[[ SUPPLIED ENTRIES, beginning ]]

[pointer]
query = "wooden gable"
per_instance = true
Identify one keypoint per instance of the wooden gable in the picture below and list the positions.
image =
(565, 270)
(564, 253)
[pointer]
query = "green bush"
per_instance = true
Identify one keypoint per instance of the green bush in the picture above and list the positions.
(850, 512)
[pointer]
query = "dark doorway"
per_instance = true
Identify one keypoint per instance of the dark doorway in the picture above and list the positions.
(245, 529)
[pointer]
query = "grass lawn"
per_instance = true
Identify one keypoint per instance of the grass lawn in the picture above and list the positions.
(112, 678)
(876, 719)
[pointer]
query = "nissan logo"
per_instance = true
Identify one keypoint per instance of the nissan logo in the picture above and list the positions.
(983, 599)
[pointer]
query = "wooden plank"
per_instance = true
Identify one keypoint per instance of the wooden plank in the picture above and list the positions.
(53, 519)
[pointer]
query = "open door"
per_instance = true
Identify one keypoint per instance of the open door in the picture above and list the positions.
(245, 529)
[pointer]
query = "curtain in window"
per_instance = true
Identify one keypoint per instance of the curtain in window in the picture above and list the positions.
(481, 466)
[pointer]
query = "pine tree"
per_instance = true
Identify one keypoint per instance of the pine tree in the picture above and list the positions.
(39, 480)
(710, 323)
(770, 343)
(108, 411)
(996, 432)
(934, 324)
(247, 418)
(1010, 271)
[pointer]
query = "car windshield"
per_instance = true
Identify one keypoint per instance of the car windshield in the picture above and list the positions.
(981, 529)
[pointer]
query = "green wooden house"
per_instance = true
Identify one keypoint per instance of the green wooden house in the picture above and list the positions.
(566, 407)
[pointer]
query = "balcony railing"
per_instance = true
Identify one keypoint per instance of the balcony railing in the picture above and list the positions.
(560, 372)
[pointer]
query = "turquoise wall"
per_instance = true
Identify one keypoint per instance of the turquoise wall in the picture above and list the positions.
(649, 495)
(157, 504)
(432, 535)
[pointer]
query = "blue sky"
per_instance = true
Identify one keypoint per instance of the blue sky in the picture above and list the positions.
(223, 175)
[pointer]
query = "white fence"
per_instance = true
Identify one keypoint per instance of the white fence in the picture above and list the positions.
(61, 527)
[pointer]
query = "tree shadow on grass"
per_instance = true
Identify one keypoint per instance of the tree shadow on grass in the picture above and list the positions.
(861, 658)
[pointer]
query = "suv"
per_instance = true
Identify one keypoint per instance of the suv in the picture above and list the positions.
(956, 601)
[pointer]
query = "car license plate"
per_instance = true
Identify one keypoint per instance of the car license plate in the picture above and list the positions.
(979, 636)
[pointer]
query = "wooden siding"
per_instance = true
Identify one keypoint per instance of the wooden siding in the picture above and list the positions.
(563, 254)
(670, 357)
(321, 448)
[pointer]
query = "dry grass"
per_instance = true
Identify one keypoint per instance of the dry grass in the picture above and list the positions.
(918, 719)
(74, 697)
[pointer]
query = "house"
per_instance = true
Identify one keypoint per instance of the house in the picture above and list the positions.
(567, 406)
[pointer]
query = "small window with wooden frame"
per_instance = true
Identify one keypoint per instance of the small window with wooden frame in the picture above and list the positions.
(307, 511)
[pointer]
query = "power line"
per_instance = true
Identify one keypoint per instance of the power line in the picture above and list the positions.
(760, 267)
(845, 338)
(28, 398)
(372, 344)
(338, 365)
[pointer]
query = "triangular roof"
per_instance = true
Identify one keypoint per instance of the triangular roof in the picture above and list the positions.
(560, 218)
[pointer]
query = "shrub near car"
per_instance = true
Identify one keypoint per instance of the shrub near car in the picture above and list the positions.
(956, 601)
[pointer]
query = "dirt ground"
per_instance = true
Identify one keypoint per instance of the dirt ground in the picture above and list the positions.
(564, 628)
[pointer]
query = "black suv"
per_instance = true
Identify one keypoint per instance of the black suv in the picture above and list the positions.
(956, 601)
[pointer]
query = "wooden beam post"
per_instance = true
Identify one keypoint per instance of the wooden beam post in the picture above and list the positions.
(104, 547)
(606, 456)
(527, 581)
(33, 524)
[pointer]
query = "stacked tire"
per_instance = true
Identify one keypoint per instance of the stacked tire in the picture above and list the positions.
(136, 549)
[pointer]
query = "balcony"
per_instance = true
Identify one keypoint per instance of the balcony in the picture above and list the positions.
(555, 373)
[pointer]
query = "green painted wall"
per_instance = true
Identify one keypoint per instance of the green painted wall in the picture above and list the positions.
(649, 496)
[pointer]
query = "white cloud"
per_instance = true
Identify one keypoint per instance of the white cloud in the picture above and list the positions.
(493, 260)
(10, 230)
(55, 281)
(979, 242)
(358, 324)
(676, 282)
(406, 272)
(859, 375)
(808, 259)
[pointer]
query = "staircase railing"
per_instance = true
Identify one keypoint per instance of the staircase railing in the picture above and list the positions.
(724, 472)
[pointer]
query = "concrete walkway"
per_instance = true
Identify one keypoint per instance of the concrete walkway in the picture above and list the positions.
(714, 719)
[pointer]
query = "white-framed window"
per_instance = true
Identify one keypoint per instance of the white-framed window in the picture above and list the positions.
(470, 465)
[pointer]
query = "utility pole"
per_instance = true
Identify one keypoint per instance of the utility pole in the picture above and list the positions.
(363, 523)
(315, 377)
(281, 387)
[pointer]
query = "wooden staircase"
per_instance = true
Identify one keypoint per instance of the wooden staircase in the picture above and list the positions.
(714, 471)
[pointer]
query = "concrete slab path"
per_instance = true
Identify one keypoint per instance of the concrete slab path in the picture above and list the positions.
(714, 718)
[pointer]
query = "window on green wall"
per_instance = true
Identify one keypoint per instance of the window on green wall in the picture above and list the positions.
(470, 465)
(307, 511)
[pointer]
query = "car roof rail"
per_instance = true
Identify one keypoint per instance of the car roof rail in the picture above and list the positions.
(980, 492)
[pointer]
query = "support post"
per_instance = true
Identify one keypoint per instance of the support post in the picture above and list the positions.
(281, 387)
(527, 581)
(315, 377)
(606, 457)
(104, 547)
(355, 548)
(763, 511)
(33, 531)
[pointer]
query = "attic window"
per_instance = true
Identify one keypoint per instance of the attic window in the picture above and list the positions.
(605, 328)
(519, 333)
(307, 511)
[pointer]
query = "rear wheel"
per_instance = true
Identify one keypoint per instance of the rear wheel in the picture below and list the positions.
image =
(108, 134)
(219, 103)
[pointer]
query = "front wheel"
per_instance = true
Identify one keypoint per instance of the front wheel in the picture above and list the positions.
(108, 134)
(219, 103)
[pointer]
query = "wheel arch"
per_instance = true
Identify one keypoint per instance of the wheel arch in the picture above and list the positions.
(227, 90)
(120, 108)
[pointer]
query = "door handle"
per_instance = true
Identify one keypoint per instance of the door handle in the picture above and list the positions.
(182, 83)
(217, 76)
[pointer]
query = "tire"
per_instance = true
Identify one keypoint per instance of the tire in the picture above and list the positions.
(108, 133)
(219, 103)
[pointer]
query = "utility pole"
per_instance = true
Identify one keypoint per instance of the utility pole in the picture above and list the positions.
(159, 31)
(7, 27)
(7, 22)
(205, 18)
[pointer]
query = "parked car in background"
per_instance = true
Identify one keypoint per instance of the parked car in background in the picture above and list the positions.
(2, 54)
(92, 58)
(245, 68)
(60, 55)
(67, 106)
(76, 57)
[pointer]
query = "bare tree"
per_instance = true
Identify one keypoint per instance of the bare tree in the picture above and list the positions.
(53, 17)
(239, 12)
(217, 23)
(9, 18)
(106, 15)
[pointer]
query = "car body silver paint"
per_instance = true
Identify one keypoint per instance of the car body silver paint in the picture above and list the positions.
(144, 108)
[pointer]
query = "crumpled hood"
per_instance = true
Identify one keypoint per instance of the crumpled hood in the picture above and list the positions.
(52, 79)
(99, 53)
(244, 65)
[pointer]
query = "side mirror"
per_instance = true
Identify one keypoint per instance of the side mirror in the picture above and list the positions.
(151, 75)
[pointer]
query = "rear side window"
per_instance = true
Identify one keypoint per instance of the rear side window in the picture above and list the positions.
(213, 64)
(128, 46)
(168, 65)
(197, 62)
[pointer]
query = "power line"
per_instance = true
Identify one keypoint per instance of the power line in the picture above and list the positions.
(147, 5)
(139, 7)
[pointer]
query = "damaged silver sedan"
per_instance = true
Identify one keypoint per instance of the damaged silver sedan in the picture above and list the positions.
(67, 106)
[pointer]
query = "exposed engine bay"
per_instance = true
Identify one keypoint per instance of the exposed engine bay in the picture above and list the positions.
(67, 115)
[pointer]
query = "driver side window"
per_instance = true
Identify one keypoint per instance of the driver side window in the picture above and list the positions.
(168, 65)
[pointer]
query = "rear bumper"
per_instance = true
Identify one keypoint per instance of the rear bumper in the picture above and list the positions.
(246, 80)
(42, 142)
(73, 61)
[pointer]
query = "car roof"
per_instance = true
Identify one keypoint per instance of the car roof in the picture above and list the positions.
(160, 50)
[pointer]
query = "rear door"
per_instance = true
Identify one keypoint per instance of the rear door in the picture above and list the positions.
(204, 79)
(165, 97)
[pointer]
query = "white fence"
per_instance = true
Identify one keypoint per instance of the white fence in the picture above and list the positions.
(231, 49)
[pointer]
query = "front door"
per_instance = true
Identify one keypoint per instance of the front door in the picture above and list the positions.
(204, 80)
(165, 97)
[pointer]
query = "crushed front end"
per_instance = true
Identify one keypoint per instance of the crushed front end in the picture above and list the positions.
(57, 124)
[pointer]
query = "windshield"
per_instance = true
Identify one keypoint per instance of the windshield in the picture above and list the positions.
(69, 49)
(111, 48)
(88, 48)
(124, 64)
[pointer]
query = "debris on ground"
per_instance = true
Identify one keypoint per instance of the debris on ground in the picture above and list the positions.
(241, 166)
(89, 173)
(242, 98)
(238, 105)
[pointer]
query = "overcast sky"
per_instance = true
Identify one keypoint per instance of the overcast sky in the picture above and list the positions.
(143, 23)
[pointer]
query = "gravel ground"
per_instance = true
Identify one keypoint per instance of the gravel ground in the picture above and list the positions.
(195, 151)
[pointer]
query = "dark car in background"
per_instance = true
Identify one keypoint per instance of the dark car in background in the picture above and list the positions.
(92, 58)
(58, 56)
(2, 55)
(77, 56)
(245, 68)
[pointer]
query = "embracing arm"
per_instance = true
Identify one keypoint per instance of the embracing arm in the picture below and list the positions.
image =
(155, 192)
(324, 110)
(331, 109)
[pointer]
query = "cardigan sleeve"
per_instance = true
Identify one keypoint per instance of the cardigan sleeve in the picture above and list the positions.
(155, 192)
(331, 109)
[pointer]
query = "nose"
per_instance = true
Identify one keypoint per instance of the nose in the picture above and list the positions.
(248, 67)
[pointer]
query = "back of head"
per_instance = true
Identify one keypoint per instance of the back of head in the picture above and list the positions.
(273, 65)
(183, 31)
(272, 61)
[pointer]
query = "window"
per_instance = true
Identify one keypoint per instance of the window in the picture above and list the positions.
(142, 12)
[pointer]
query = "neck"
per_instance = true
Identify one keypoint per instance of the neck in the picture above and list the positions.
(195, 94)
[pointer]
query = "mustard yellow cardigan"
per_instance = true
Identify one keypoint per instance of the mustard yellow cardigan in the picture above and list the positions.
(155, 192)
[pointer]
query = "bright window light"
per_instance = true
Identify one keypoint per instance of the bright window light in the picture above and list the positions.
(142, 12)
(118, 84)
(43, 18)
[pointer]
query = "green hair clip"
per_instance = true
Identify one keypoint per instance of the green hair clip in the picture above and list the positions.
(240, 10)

[[ SUPPLIED ENTRIES, end ]]

→ TASK INSTRUCTIONS
Each line of the material that contains "gable" is to be counted, and only the total stated.

→ RESULT FOR THIS TASK
2